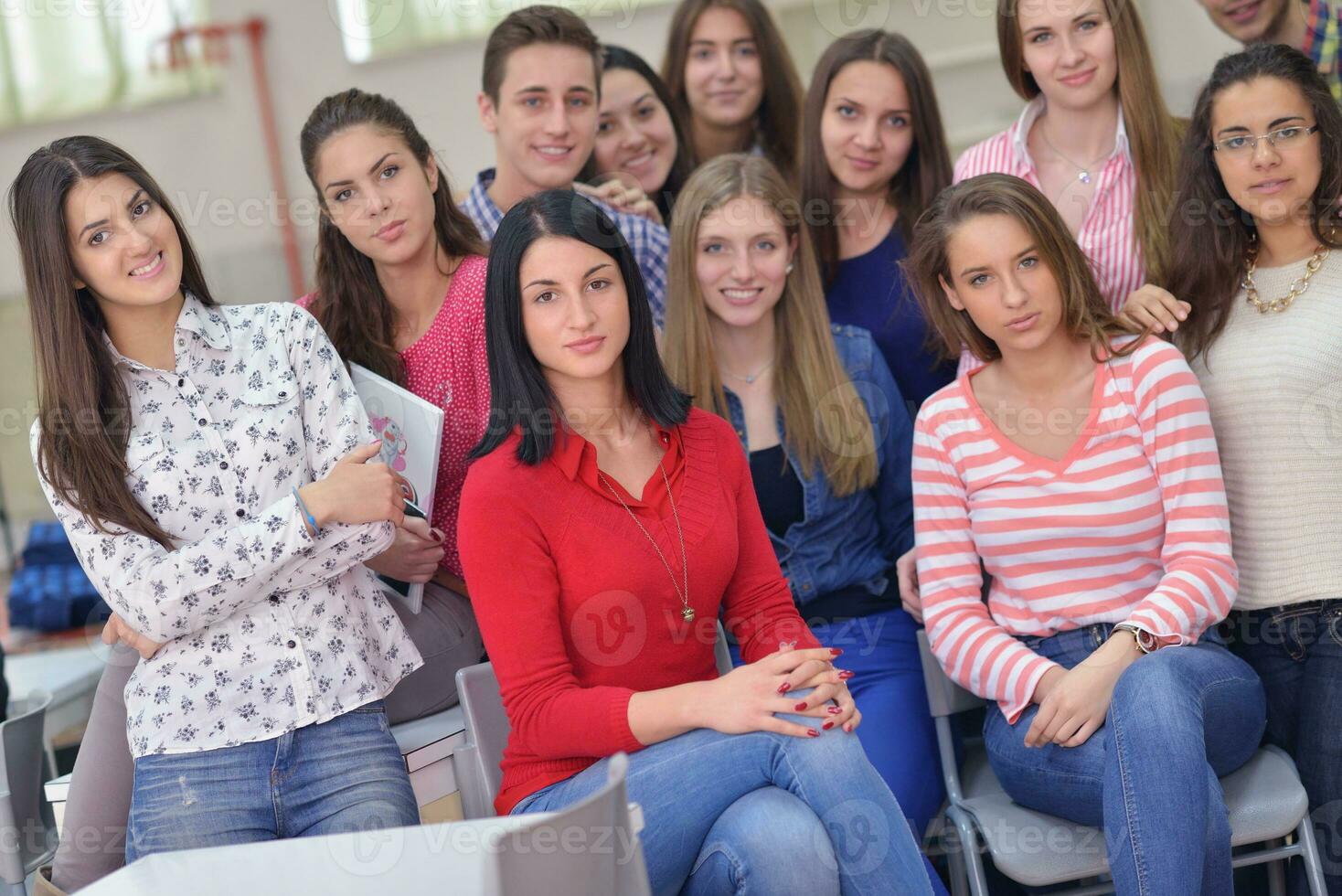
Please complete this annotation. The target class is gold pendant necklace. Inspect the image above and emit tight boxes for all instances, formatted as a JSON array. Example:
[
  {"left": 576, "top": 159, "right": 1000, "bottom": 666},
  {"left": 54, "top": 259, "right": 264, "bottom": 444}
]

********

TASK DETAILS — Please quote the entries above word for word, leaving the pictures out of your answer.

SOLUTION FOR THIS TASK —
Please complete this annotation. The target class is gold pendant necklace. Inspect the image above and emit tight boxes for all instances, formatted as a JSON array. Example:
[
  {"left": 576, "top": 159, "right": 1000, "bottom": 666},
  {"left": 54, "top": 259, "right": 264, "bottom": 444}
]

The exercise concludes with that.